| Task prompt |
Please list each programme that the extract below names in its menu of suggested programmes for the €6 billion investment track.

| Extract |

ICTU Has the Ideas, Now It Needs a Strategy

ICTU’s pre-budget submission, ‘Growth is the Key’ poses a direct challenge to the austerity programme being pursued by the Government - in both its critique but, more importantly, in the alternative programme it puts forward.  Let’s look at the main strands of ICTU’s alternative for it has the capability of uniting the various strands of the broad progressive movement.

There are two main elements which are inextricably inter-related:  the investment strategy and the budgetary strategy.

Investment:  The submission proposes a twin-track investment strategy.  The first track foresees a €6 billion investment programme over the next three years.   It proposes a menu of suggested programmes:  water & waste network, education, health, retro-fitting buildings, public transport, etc.  All of these would result in new and productive assets upon which the economy can generate employment and income - in the short and long-term.

The second part of this investment strategy is the State Holding Company.  Rather than selling off public assets and enterprise, ICTU proposes to marshal their commercial power to expand enterprise activity.  In essence, the shares of all public enterprises would be vested in the Holding Company which, in turn, could raise private funds on the market (through borrowings, as happens now) for future investment.  The benefit of this approach is that it would allow for the expansion of successful public enterprises while using private, not public funds, (meaning no extra state borrowing).

| Stored records |
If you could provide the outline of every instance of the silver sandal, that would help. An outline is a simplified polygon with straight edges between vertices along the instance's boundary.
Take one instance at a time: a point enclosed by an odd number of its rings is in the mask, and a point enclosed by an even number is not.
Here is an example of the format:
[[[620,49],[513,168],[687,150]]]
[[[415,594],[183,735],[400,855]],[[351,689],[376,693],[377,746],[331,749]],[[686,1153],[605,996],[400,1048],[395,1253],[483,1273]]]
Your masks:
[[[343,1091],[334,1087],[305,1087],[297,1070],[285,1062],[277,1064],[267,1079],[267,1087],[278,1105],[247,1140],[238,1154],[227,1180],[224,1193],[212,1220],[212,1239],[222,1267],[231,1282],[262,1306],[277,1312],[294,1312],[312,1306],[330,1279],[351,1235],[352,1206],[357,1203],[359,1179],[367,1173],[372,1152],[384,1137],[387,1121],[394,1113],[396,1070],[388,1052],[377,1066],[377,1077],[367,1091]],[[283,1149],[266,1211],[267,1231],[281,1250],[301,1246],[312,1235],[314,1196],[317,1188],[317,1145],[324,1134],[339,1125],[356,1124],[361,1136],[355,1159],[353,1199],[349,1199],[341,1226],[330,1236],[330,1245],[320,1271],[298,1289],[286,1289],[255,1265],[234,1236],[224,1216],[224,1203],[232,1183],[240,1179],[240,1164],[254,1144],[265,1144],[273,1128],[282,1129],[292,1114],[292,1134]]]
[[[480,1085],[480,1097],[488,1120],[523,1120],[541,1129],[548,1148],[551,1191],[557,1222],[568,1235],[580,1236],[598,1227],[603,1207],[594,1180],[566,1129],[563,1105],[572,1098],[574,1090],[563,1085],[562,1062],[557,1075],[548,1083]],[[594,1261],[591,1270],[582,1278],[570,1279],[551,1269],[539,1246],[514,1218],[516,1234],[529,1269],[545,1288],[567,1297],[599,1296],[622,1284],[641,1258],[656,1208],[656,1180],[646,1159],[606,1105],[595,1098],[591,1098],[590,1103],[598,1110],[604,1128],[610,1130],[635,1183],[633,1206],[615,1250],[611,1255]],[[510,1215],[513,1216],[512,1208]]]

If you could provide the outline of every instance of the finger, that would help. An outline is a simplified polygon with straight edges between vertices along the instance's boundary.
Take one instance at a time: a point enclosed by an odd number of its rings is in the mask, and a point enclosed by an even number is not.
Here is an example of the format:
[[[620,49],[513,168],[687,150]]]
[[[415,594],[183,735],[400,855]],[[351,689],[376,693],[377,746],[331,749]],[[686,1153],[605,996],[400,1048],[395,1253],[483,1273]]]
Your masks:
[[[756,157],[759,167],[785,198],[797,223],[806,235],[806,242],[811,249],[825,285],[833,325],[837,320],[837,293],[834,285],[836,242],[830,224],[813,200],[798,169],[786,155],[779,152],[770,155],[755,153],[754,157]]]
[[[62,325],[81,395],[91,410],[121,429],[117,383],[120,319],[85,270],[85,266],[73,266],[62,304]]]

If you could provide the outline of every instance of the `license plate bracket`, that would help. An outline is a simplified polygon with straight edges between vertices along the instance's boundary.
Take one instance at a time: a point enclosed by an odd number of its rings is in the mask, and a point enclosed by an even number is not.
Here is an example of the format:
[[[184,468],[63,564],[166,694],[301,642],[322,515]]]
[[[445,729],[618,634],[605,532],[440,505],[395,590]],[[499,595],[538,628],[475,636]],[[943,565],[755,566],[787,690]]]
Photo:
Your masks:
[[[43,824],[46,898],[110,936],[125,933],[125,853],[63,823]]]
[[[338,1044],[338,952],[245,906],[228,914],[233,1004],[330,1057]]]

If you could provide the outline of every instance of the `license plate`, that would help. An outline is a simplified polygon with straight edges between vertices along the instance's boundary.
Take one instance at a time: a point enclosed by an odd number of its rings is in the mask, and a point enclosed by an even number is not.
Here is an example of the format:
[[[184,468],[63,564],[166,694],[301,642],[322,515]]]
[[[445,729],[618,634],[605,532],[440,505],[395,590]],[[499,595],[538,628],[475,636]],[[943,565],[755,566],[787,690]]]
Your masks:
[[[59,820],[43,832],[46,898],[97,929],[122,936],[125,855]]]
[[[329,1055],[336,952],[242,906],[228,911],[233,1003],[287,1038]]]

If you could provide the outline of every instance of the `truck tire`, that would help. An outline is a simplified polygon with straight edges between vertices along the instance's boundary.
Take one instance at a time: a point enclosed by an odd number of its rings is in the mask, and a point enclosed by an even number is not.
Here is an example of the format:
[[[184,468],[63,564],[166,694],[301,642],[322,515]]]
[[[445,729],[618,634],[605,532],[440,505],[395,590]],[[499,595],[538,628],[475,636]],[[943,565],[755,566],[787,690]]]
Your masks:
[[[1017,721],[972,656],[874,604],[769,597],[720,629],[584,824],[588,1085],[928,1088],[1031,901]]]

| Solution for this task |
- Water & waste network
- Education
- Health
- Retro-fitting buildings
- Public transport